• **Task brief**
Select every line in the listing that contains the word "chrome", matching case exactly.

• **Information given**
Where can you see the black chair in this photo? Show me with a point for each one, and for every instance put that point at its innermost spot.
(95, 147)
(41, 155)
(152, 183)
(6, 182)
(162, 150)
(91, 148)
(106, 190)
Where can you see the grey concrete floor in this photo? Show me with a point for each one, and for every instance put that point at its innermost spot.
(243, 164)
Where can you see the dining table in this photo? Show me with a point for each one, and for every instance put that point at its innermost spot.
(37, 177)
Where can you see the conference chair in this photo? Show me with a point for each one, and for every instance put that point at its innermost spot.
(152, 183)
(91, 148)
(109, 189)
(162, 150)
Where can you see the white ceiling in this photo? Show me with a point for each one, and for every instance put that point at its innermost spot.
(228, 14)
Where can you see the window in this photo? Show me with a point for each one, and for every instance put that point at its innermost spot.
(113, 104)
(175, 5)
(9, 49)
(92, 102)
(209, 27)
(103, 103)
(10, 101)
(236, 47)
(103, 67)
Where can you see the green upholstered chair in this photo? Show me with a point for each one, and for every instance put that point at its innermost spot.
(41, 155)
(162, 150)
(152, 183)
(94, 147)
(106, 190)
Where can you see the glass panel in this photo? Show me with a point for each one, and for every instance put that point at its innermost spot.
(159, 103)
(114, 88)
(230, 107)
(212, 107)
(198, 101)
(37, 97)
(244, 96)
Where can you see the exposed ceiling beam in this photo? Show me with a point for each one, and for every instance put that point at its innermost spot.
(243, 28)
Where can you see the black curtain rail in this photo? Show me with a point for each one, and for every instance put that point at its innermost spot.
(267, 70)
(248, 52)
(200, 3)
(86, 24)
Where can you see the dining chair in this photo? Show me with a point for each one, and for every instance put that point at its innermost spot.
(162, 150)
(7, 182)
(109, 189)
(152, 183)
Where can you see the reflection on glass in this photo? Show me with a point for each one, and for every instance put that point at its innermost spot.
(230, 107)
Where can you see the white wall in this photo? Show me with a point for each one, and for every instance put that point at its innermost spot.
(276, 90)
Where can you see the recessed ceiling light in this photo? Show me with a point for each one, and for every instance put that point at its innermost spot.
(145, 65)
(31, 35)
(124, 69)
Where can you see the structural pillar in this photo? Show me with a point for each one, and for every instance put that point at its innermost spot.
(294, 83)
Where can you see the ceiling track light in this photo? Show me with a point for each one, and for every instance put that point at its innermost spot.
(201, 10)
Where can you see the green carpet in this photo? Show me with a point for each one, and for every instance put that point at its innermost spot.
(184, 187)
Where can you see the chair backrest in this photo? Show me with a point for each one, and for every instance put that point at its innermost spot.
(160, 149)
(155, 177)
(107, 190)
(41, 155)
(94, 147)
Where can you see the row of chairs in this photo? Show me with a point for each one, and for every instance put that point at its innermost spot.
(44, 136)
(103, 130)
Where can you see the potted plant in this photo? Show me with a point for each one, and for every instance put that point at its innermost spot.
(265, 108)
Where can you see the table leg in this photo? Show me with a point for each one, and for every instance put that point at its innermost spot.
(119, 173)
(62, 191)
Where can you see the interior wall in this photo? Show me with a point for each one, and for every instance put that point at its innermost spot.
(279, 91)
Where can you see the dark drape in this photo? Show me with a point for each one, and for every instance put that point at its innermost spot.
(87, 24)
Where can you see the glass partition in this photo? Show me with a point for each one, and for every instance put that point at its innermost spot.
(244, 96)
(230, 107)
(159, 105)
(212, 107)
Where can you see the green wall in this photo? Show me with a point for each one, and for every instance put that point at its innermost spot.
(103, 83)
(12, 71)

* * *

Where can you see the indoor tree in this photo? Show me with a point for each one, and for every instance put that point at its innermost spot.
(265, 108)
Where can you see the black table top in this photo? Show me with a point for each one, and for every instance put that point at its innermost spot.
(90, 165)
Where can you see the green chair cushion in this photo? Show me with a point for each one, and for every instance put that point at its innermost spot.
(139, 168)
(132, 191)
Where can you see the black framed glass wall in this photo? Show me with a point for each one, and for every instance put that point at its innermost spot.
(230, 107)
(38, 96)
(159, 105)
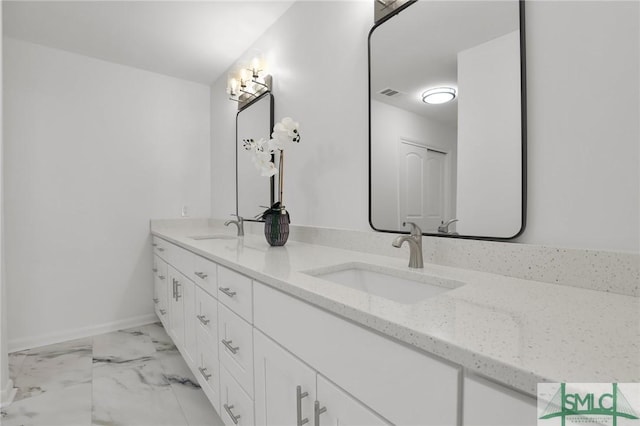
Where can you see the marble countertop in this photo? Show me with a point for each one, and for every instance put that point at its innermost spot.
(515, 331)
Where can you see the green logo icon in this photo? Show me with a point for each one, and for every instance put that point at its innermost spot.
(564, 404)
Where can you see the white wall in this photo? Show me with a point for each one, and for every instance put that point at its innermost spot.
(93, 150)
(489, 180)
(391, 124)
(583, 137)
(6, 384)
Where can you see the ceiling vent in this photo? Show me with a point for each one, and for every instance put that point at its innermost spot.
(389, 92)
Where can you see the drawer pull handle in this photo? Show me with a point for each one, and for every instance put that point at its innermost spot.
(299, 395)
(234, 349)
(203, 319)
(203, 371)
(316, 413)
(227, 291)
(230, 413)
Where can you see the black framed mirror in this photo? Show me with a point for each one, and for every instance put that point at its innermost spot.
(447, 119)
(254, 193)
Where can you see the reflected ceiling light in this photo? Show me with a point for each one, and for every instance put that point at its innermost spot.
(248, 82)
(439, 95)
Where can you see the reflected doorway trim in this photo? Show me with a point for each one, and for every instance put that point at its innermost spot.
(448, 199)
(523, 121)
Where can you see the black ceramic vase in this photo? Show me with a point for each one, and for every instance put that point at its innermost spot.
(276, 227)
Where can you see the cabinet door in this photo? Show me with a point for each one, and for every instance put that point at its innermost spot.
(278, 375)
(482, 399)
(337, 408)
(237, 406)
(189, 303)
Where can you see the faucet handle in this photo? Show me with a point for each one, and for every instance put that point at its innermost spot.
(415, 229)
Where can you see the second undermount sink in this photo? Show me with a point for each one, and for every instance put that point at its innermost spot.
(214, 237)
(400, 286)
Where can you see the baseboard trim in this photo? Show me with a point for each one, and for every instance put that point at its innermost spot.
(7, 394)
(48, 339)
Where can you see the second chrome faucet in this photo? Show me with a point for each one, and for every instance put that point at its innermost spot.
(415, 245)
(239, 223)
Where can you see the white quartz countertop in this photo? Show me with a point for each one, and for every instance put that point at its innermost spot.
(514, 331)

==

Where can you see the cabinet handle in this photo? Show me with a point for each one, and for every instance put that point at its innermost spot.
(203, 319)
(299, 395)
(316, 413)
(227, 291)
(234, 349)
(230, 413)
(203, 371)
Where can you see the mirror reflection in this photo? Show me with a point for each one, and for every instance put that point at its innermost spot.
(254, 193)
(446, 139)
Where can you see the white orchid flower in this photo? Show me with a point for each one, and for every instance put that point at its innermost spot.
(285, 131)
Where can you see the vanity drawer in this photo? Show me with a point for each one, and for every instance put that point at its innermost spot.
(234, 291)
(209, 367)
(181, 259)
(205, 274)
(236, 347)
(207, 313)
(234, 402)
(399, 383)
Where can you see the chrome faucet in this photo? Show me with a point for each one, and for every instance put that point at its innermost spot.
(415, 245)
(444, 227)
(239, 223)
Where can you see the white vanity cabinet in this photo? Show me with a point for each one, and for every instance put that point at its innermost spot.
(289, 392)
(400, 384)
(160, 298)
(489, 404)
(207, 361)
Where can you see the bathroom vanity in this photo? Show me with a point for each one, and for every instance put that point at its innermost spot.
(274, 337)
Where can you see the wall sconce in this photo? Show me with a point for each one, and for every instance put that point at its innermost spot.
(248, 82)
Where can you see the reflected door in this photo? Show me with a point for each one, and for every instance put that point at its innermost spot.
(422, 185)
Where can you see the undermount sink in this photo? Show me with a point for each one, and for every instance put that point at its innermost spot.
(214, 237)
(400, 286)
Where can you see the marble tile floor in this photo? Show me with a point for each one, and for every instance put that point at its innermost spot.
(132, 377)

• **Final answer**
Where can you see the second chrome faucet in this photo? Show me with a point for each one, and for every instance put that point at its innermost spot.
Where can you see the chrome faucet in this photo? Show me with a point for each one, and for every instance put that point at its innermost spot.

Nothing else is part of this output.